**Problem details**
The response should contain only those lines of the entries below that include the string "jacket".

**Recorded data**
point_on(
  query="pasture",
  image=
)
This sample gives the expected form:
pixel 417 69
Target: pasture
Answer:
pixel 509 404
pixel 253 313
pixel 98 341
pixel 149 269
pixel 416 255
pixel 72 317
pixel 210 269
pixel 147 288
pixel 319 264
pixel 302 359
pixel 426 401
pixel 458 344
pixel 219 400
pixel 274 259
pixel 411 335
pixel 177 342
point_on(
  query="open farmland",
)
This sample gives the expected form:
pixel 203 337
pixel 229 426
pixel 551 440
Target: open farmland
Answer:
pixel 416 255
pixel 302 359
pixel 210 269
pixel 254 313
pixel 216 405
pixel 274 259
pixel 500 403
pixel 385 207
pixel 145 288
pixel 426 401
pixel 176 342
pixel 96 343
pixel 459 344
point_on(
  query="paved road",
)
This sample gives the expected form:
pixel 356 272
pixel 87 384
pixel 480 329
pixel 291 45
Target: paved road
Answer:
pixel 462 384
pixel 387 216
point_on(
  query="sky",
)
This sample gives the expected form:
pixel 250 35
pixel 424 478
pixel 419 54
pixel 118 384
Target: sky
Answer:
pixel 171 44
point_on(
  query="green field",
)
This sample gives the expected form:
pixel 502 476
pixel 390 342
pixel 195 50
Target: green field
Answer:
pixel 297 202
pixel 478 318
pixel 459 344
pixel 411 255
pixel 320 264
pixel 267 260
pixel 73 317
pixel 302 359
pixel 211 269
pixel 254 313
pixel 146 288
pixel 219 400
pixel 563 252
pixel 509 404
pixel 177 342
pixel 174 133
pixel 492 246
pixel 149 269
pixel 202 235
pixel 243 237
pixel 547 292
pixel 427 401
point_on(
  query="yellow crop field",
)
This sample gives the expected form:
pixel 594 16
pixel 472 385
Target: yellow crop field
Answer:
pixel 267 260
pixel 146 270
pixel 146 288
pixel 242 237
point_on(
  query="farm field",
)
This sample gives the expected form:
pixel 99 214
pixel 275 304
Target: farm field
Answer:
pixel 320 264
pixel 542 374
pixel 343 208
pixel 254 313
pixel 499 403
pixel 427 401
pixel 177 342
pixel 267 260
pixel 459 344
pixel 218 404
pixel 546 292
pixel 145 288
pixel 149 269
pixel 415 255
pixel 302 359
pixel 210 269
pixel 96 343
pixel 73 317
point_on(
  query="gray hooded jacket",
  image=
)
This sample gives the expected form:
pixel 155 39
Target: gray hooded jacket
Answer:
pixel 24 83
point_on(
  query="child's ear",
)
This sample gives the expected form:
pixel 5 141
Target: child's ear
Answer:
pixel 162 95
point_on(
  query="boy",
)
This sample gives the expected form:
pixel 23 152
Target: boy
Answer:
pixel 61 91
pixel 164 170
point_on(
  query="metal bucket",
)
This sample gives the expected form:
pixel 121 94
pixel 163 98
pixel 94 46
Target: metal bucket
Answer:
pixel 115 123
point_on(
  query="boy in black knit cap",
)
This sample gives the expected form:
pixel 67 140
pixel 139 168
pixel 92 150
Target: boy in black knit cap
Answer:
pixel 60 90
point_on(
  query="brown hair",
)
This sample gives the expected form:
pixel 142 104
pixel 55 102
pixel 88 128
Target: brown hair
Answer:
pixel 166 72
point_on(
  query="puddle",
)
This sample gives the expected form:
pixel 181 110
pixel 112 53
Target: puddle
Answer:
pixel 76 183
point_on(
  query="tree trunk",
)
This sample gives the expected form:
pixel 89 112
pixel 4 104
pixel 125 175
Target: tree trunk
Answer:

**Answer section**
  query="gray hooded jacket",
Target: gray hooded jacket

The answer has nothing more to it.